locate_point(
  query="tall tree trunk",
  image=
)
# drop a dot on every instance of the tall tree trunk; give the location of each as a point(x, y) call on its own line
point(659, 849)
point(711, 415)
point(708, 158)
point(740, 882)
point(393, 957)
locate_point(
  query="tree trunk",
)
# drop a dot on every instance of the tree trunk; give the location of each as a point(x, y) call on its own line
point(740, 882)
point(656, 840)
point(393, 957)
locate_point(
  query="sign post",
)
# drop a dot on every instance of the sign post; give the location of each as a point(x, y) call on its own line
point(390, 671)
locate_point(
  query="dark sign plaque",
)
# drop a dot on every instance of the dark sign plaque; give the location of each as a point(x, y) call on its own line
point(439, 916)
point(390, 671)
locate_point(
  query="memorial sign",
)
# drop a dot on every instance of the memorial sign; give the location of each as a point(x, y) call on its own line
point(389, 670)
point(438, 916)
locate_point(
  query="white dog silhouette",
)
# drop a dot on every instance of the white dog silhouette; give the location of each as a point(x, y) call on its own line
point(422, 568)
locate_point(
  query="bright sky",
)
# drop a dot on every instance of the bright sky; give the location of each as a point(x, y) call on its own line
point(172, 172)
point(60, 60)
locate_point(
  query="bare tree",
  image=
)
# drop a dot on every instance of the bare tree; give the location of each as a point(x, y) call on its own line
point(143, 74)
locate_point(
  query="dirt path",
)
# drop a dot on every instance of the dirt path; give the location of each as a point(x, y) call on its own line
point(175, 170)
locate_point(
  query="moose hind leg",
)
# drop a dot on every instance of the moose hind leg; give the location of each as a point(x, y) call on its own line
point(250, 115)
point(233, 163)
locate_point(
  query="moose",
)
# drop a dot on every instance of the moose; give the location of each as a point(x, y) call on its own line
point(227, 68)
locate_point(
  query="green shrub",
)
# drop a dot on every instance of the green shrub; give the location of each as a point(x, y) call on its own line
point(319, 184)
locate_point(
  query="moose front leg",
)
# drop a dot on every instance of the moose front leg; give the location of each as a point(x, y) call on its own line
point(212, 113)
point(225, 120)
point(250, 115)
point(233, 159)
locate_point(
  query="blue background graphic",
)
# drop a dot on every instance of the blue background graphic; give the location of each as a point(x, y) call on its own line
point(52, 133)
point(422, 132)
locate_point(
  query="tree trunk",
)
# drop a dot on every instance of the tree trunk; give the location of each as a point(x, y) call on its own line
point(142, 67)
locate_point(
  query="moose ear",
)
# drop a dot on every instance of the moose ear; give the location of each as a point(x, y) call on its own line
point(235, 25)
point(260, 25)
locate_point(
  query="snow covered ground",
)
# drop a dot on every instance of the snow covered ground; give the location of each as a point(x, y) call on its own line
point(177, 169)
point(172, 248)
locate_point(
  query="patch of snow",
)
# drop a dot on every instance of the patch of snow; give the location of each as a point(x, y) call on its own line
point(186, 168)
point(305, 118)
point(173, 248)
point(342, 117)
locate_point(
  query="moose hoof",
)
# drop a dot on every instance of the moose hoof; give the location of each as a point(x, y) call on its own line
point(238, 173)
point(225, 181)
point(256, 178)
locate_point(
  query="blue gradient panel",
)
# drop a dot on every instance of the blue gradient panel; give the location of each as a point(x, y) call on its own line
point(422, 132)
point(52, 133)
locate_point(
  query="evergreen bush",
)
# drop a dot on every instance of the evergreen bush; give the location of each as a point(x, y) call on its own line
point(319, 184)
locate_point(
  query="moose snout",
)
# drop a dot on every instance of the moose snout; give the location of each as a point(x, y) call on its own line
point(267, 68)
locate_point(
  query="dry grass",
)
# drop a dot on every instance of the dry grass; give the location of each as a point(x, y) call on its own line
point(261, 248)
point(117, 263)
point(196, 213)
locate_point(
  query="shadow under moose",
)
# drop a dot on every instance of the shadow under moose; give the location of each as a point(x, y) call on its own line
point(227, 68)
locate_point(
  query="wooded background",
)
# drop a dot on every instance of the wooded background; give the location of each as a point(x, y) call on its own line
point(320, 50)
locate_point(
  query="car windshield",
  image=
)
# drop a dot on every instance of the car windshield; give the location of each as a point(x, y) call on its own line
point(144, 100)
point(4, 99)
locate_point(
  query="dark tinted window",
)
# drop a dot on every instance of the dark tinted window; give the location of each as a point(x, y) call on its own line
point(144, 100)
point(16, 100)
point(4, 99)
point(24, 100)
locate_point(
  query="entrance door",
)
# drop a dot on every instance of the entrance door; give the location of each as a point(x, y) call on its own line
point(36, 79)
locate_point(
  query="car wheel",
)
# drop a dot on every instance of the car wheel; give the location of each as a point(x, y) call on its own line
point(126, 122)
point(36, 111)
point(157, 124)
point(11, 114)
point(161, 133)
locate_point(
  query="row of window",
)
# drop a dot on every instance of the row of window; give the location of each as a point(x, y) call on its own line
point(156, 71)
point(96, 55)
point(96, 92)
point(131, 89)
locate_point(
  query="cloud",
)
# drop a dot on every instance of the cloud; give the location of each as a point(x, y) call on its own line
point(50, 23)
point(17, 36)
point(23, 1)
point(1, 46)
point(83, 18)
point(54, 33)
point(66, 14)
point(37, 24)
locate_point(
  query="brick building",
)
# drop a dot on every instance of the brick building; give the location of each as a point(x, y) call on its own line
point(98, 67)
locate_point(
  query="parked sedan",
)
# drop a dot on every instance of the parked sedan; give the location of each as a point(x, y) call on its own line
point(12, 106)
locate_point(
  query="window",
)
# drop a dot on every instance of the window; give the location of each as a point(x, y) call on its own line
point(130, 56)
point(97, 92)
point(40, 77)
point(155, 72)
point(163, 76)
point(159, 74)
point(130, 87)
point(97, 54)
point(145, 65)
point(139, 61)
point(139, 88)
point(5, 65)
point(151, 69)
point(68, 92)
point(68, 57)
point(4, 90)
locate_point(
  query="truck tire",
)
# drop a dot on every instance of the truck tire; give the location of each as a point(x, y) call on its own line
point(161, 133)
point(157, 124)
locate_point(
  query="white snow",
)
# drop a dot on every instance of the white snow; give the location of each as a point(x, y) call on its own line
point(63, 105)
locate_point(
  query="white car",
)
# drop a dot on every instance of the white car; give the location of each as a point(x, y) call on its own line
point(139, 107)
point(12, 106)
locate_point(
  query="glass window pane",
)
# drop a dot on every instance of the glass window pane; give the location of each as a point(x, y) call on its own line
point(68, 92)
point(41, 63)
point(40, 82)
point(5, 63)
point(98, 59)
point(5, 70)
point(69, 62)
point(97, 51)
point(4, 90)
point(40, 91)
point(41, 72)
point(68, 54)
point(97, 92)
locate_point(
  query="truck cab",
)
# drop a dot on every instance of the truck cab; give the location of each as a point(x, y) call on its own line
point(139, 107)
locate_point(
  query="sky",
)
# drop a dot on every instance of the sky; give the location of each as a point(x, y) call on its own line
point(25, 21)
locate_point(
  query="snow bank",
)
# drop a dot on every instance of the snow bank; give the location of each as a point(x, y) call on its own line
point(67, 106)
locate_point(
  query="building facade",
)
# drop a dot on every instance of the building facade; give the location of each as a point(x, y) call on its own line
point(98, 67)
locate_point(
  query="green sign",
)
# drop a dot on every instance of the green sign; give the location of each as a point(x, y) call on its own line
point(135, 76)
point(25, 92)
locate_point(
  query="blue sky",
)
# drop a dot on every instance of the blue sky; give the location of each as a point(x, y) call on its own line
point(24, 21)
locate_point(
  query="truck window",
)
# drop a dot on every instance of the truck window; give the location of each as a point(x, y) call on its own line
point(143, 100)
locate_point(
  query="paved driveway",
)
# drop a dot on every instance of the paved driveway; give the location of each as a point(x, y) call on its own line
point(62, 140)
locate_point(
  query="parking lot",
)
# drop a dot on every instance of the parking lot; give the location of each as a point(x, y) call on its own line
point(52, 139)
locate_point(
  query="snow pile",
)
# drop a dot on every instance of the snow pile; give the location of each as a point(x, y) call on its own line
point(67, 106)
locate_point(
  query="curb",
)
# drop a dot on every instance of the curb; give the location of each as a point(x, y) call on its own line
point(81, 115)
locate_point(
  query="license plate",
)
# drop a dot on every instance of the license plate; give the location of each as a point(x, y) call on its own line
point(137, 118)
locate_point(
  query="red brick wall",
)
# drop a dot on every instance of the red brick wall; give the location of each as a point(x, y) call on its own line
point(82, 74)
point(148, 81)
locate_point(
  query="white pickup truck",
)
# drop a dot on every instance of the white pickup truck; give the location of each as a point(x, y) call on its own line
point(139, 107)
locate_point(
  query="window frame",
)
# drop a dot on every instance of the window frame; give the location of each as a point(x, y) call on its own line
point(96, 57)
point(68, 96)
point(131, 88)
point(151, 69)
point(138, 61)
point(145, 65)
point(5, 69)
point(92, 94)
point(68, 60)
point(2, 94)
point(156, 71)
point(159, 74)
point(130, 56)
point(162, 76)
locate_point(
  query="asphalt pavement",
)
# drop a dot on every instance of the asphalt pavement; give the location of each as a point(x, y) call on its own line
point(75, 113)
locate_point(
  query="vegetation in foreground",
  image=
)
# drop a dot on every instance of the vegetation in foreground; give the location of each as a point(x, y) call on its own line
--
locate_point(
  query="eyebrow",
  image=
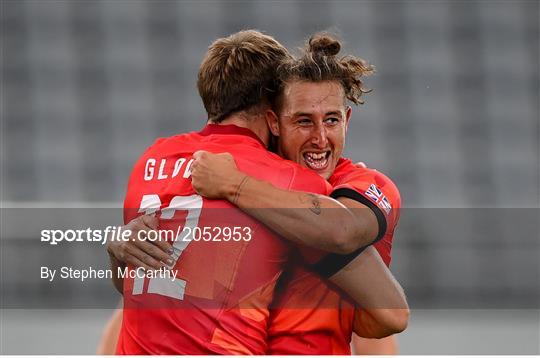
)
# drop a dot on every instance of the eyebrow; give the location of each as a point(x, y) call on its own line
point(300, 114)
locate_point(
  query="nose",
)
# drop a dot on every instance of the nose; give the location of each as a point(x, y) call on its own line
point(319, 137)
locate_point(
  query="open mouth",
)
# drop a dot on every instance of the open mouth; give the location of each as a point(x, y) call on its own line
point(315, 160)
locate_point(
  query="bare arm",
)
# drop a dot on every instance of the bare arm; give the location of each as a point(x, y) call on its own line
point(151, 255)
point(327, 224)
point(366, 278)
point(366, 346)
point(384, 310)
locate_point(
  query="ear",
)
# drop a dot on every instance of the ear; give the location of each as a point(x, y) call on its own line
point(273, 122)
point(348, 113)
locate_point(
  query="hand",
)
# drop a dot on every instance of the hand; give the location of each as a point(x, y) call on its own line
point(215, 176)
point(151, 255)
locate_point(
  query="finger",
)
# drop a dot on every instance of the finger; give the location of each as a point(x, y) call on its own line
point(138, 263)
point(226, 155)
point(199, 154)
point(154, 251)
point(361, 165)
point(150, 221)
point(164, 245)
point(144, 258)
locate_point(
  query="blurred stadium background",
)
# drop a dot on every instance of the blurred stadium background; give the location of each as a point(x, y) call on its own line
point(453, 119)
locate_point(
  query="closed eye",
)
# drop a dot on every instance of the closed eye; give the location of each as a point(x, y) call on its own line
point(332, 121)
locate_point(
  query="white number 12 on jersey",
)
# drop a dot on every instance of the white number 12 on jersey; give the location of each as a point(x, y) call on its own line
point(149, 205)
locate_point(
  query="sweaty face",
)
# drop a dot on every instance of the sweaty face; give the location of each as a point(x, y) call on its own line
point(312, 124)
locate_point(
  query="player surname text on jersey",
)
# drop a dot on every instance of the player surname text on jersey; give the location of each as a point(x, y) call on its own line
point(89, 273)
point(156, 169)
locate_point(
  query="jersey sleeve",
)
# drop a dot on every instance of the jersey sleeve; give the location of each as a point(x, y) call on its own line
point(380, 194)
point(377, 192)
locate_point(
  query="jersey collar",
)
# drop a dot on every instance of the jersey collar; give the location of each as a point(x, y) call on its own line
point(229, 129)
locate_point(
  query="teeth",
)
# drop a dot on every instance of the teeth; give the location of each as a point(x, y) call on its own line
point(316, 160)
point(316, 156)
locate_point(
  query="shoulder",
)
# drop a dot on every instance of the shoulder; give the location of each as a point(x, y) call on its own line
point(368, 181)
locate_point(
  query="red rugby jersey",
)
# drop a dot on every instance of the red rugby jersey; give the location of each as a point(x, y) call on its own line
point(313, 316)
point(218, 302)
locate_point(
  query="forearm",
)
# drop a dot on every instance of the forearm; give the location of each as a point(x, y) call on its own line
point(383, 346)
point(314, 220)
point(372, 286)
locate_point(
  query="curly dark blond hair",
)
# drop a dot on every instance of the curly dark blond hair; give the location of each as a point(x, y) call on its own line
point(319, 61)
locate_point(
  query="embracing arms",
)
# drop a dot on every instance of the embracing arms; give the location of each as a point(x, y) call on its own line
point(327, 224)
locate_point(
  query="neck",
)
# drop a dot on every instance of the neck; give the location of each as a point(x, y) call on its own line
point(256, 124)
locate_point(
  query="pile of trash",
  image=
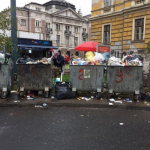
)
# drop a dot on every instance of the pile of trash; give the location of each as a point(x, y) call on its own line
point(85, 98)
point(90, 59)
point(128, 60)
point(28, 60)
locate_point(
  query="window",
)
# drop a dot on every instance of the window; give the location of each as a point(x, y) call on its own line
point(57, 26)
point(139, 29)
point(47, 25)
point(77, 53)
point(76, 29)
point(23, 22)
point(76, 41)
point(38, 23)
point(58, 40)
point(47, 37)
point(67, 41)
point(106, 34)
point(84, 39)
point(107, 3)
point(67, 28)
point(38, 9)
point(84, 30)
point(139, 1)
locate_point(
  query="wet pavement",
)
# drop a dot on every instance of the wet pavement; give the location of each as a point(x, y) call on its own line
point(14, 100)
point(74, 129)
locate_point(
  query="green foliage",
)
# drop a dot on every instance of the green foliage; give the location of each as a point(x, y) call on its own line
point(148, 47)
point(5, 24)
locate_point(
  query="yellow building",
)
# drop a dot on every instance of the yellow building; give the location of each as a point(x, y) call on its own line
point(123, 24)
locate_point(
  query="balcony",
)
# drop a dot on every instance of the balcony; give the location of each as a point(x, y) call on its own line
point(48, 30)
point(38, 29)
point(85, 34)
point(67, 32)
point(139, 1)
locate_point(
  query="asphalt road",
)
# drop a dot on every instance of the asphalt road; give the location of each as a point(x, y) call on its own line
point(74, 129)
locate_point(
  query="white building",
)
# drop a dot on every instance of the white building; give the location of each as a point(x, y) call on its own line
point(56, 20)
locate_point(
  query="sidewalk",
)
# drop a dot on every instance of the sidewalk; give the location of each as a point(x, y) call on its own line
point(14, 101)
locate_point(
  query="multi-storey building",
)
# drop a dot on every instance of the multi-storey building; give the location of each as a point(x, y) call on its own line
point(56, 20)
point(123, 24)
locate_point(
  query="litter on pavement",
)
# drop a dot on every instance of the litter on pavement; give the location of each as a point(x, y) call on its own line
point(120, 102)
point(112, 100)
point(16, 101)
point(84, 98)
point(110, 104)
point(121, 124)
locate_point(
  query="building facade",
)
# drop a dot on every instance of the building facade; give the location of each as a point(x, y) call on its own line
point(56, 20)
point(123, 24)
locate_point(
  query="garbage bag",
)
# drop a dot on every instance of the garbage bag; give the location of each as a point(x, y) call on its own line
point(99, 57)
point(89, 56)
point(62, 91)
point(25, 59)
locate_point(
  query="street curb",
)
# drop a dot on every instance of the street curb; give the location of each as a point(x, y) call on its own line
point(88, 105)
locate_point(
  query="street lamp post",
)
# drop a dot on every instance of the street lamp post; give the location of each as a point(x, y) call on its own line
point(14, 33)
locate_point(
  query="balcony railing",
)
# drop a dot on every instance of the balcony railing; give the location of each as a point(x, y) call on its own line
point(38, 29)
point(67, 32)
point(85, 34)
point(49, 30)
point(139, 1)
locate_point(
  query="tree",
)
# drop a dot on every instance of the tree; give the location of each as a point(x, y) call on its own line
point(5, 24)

• [Objective] Report every line in the entries above that contains the string "glass".

• [Full solution]
  query="glass window pane",
# drop a dot on every instance of the glass window pane; give the location of each as a point(x, y) call on its own line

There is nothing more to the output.